**Problem statement**
Extract every line of the rows below that contains the word "hair", matching its case exactly.

**Supplied records**
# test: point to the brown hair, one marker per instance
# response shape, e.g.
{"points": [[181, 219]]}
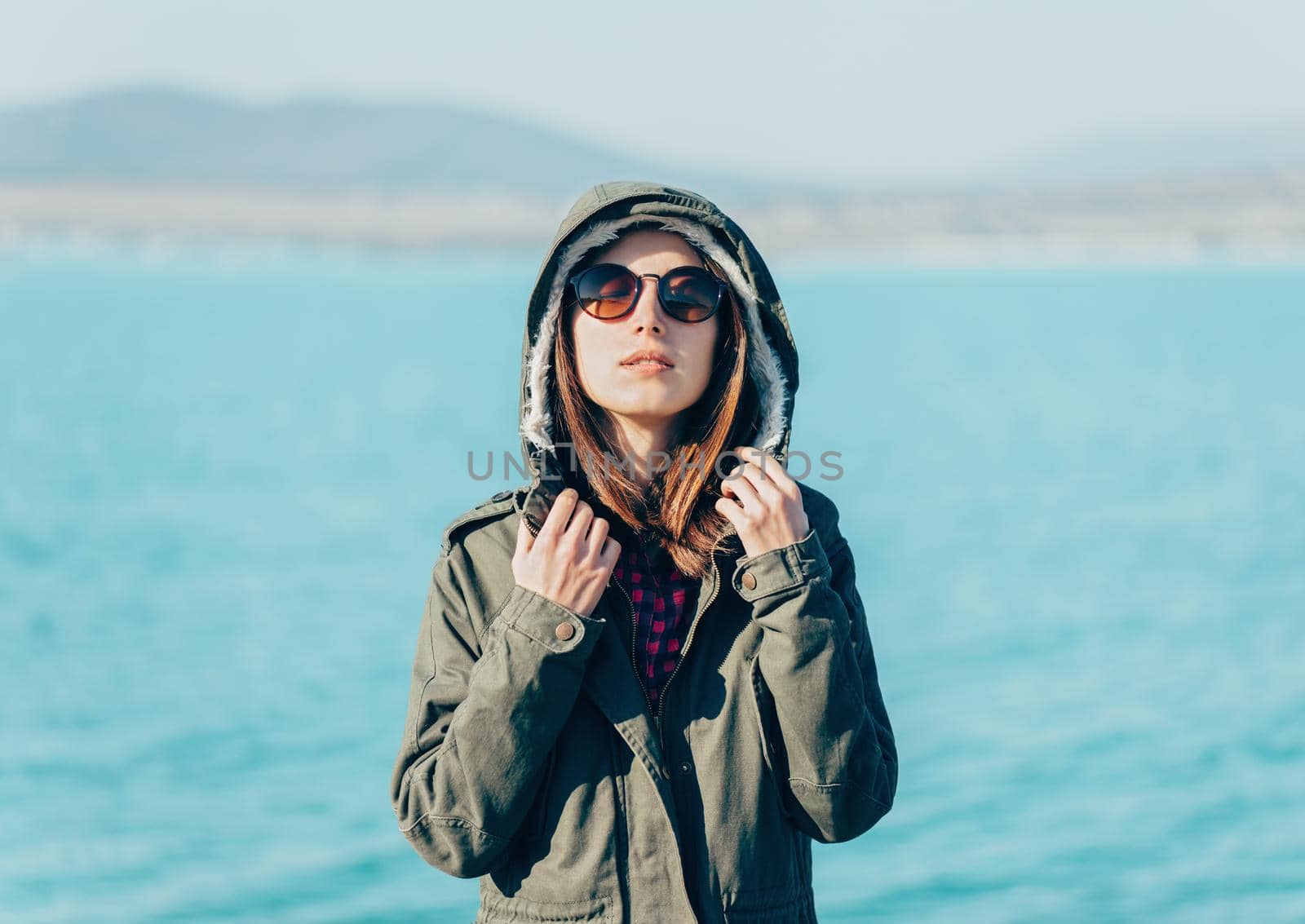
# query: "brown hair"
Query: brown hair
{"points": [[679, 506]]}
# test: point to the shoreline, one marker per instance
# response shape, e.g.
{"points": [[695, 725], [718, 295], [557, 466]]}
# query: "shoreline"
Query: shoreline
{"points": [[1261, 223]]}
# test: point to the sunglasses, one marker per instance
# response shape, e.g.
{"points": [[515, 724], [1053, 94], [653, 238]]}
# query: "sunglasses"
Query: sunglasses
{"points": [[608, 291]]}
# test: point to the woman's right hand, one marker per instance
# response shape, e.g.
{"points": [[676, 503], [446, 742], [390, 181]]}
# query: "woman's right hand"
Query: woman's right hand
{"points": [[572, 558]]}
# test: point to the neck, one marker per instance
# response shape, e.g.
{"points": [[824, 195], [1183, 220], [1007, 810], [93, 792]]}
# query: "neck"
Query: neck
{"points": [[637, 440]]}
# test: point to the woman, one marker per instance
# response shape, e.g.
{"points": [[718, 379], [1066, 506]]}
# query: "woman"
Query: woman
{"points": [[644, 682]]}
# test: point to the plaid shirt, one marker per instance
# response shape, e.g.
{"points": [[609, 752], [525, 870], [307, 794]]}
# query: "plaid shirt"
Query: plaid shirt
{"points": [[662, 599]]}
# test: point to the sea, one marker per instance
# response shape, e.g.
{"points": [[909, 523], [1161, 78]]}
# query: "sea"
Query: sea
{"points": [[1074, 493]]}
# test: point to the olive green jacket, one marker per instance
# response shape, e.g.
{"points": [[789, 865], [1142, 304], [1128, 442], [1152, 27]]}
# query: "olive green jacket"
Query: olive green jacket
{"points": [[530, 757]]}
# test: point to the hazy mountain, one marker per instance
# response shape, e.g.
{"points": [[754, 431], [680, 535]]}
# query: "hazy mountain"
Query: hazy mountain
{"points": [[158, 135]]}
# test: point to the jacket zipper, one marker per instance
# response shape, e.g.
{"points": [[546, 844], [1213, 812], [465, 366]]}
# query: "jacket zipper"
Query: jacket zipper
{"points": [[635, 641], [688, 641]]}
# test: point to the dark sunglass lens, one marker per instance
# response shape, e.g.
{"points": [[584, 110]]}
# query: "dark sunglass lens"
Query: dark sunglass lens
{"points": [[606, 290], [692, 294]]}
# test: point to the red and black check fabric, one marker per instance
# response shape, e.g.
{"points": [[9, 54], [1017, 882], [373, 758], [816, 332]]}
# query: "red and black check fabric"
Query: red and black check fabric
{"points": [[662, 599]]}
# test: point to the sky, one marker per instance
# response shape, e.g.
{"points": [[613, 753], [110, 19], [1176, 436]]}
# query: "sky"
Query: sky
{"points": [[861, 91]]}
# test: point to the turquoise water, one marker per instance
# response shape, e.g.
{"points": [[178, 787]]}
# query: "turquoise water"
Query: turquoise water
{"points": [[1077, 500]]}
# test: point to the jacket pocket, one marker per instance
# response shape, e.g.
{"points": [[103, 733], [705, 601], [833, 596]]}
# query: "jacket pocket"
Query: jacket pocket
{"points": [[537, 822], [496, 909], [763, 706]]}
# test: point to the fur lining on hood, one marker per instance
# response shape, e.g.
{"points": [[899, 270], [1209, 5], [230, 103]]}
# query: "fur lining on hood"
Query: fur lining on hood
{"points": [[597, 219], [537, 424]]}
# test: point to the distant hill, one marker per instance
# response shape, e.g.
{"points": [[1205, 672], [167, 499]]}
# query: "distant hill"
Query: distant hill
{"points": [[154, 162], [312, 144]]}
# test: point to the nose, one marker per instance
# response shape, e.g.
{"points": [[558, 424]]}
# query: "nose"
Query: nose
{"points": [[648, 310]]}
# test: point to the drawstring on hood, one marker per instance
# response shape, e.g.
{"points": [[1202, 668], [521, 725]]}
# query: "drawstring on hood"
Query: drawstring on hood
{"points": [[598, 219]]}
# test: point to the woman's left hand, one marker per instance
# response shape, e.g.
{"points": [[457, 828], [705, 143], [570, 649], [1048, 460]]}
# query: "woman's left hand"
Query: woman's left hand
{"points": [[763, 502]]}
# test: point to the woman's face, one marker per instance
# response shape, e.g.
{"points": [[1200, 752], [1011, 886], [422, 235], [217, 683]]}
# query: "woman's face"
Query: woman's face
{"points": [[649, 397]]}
* * *
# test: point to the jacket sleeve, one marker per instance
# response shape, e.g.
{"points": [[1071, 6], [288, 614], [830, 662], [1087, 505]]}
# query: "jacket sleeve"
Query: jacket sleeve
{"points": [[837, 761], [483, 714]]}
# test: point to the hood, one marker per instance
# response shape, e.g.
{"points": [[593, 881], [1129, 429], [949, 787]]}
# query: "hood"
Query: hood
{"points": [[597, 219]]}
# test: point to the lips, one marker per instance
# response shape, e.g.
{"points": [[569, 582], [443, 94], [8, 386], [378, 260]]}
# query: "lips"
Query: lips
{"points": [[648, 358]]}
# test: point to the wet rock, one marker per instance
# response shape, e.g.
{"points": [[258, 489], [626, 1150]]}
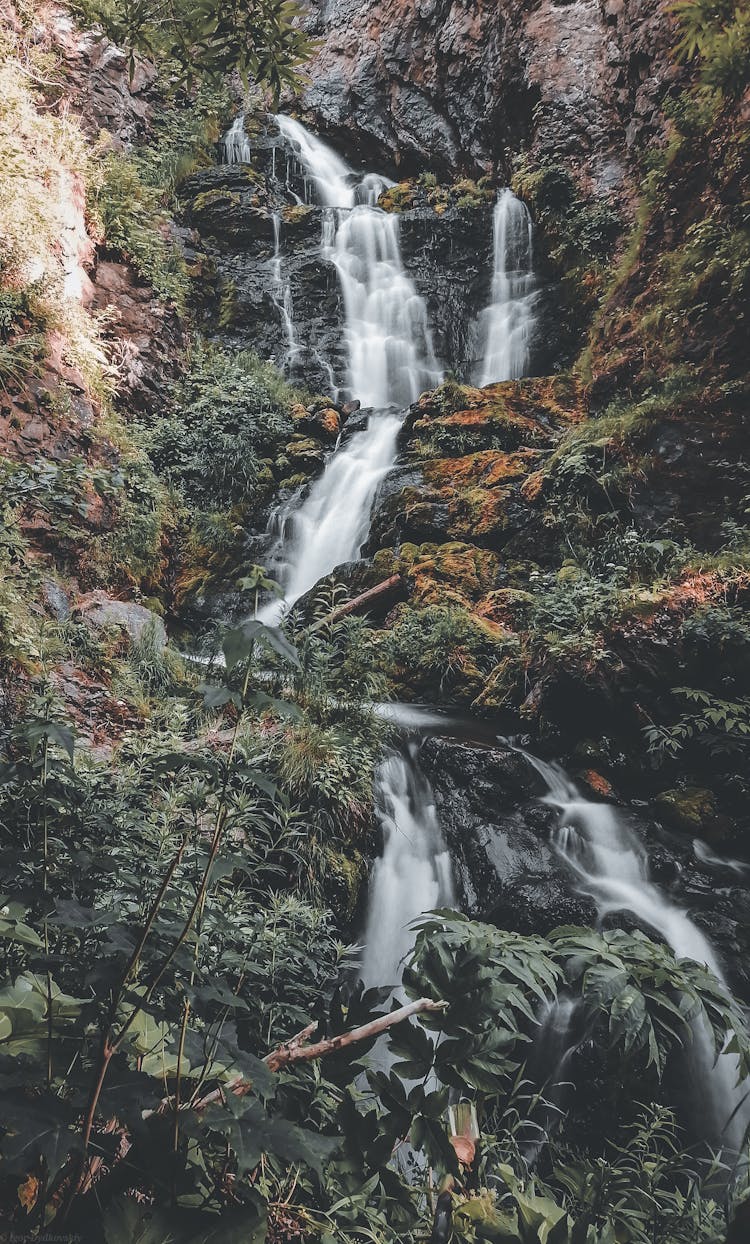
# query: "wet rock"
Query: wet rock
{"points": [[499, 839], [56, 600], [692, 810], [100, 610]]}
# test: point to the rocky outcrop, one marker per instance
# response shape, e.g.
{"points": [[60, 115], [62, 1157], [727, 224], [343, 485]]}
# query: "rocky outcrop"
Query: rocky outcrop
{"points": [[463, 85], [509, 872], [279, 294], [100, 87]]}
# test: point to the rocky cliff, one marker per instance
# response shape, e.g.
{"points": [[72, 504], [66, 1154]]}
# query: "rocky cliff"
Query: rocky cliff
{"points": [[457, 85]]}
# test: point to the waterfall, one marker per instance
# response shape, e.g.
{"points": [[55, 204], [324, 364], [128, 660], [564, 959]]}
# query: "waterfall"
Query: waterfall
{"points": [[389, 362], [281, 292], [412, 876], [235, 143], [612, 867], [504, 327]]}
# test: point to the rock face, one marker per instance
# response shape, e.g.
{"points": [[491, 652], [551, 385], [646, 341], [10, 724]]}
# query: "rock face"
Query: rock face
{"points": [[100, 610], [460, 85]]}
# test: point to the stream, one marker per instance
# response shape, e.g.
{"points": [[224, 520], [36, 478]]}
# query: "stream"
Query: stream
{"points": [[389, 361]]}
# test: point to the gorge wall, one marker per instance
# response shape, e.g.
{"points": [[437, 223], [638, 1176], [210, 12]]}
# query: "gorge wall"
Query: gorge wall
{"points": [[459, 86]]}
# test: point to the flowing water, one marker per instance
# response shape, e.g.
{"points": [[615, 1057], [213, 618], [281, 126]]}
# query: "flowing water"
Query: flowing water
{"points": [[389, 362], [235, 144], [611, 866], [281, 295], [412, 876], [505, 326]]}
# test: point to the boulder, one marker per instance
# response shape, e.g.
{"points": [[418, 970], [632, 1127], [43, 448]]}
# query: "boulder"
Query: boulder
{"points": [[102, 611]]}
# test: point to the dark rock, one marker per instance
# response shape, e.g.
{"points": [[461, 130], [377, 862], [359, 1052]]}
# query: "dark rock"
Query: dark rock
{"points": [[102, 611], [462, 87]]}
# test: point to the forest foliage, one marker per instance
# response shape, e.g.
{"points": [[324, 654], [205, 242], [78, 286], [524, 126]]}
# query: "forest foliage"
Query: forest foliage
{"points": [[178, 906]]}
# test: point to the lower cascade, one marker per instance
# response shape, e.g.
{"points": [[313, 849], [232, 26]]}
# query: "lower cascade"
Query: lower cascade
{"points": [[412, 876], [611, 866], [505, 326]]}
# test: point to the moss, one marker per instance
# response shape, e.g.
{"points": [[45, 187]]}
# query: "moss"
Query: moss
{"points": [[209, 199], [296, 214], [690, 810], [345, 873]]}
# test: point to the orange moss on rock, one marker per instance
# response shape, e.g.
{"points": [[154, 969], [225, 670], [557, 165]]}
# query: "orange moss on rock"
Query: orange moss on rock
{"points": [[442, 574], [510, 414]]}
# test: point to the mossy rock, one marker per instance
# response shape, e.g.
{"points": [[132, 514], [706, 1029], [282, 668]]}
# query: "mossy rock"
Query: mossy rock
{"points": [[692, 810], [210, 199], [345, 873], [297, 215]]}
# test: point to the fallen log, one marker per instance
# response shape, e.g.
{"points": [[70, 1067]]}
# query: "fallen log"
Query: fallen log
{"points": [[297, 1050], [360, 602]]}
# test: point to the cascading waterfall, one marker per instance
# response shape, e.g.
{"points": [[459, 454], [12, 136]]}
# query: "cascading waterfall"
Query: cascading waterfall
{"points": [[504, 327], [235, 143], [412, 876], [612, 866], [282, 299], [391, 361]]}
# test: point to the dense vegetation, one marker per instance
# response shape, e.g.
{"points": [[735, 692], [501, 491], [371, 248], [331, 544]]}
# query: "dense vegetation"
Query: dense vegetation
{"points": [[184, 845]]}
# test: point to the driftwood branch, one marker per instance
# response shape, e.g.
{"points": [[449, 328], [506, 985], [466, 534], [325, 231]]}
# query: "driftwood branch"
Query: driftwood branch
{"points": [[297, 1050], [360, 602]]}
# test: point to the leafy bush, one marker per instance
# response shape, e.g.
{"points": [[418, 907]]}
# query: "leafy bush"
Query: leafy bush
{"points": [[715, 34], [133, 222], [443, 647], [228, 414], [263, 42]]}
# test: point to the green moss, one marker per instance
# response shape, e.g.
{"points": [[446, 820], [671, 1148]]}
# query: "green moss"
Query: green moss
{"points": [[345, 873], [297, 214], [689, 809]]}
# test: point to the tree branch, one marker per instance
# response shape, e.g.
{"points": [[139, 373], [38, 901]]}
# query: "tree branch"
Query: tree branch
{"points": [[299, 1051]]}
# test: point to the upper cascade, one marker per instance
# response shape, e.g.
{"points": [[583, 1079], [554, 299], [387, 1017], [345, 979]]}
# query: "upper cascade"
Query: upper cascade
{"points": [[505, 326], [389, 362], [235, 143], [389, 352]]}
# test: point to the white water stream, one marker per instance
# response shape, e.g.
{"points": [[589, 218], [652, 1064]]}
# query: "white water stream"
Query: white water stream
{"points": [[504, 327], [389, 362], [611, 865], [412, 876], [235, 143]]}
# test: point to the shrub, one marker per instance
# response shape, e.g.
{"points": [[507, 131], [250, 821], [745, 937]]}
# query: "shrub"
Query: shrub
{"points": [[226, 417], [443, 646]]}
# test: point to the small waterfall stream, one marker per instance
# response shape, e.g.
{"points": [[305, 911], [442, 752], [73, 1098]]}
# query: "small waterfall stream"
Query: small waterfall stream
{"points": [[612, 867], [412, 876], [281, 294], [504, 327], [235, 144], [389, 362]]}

**Solution to the problem**
# test: point to the brown hair, one marker per instance
# query: "brown hair"
Query: brown hair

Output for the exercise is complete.